━━━━━ Material for this task ━━━━━
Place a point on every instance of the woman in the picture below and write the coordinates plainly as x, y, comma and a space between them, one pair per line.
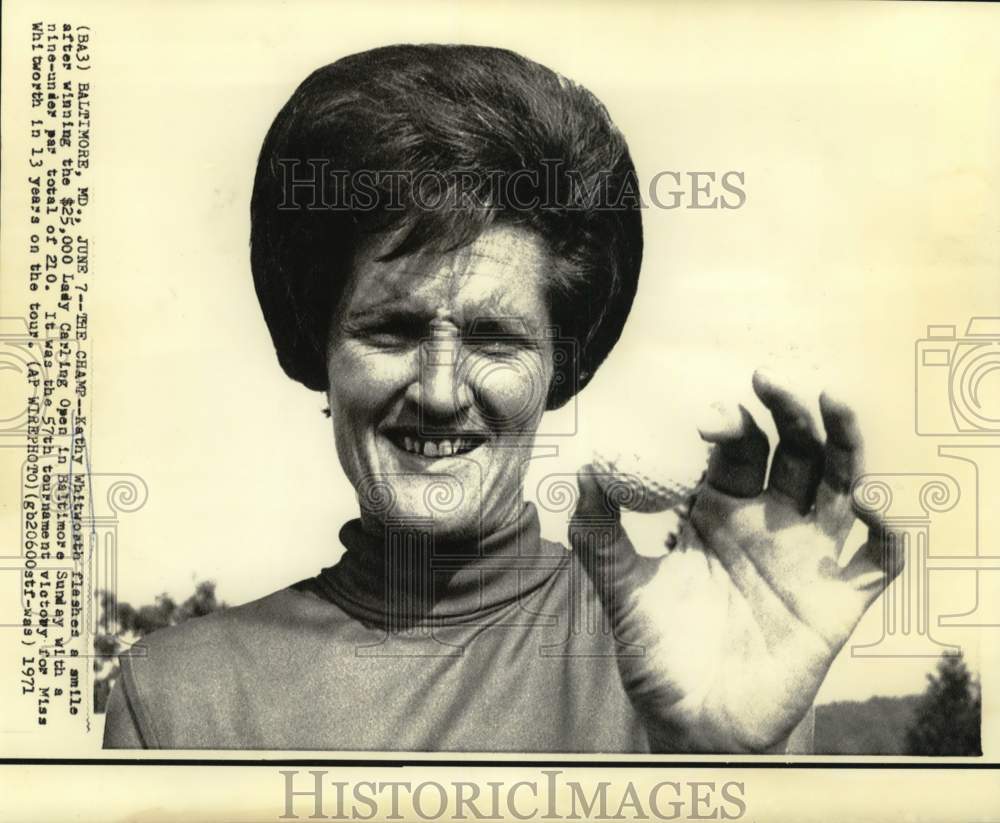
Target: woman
446, 240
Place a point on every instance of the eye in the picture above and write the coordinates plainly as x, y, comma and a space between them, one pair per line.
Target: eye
391, 332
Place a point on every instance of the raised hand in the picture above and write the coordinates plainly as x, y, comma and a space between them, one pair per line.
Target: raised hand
727, 637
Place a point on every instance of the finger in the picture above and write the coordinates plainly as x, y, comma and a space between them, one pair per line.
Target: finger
739, 461
843, 463
596, 534
877, 562
798, 460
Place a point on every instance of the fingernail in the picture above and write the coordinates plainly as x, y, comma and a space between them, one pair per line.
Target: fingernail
718, 420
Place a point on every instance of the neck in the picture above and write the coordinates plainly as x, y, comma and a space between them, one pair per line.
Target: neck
404, 574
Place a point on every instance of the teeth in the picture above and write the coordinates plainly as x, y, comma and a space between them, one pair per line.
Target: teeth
437, 448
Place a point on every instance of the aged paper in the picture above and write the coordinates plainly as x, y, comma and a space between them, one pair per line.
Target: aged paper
819, 198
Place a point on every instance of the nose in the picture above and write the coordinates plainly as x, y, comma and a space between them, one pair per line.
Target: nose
440, 390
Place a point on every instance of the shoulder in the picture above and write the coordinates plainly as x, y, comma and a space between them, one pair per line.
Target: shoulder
182, 676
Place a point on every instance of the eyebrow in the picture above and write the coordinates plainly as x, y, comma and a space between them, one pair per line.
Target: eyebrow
483, 322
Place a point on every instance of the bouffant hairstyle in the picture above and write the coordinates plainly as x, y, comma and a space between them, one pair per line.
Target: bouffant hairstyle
436, 143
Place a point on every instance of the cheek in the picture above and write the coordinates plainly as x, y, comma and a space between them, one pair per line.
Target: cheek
363, 383
513, 391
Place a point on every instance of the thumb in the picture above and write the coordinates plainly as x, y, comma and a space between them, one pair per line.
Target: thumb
597, 534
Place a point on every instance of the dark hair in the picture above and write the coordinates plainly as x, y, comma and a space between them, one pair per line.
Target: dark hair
519, 132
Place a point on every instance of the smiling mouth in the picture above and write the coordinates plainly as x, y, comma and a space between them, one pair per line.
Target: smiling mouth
433, 447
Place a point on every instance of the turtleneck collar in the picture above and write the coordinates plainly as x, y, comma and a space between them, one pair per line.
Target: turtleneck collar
405, 577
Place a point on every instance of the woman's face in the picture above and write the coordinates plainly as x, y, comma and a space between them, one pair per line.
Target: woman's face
439, 367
━━━━━
**What is being asked**
Write out the data again word for word, minus any images.

**The answer**
Place a point on every instance of the woman in the picture below and write the coordinates plainly as x, y, comma and a space between them, one pair per line.
Target: woman
446, 240
Place a point on every instance of the eye in the picture above and write the coordinates plainly as x, y, comma and a space between them, one pair per line.
Target: eye
391, 332
Place a point on every instance of the raised hand in the picture above and write the coordinates plainly as x, y, comma and a space between them, one pair per line.
Target: raised hand
727, 637
Place a point on every instance of the finger in the picture above and write the coordinates plainly as x, y, comma and a space between them, one pair per line.
Target: finger
739, 461
843, 463
596, 534
877, 562
798, 460
Place a point on every instance of the fingernail in the picture above and write the coordinates plainly as x, y, comma and a space between them, one pair per line.
Target: fingernail
718, 420
Place a point on every instance of the neck in the picture above and write the coordinates plainly as x, y, comma and a space between them, one pair per line.
Target: neck
404, 574
Place a point on every instance of the teeth in the picture above and write the coordinates plainly as x, y, comma and a space between them, one pair per line.
Target: teeth
437, 448
Place a point on every instance of the aged paper in the picture above and write the coordinates plainly as x, y, comma and a space between them, one pair per line.
Target: aged paper
819, 198
Place a point on every instance of the nose in the picture above and write the coordinates plainly as x, y, comma and a space between them, one pair per line.
Target: nose
440, 390
Place a point on every instance of the shoulder in the picture above and write the coordinates plainly as x, y, comma and a space between them, one pair per line.
Target: shoulder
182, 676
Place a point on every instance of the eyebrow in the picture above and write the coordinates plainly as x, y, comma and a space between them, one pair per line.
Target: eyebrow
483, 322
Place a point on every instance of the bouffant hairstyle in the picture above and write the coordinates plainly as x, y, comma and a space between them, one pair per line.
Target: bouffant hairstyle
436, 143
Place a point on every instance of the cheek in the picture above and write the coordinates plainly as x, y, comma and a space between them, one pair per line.
Target: cheek
363, 383
513, 391
Place a point on every instance of the thumb in the picture above and write the coordinates plainly as x, y, comma and a space between them, one pair per line.
Target: thumb
597, 534
Place a point on every instance of the dark hair in the picture above and write the coordinates plainly as x, y, comma and a space between them, one pair per line.
Target: dark hair
519, 132
Place a point on every instance of the smiling mouth in the picture above and write the coordinates plainly as x, y, comma and a space between them, one pair per line.
Target: smiling mouth
433, 447
Place a point on every instance of the turtleneck collar in the picture above and write the coordinates plainly as x, y, comma and a space between them, one pair per line.
Target: turtleneck collar
405, 577
Place a point on every instance of the woman's face in the picture above and write the coordinates plainly as x, y, comma and a space between them, one pair per line.
Target: woman's face
439, 367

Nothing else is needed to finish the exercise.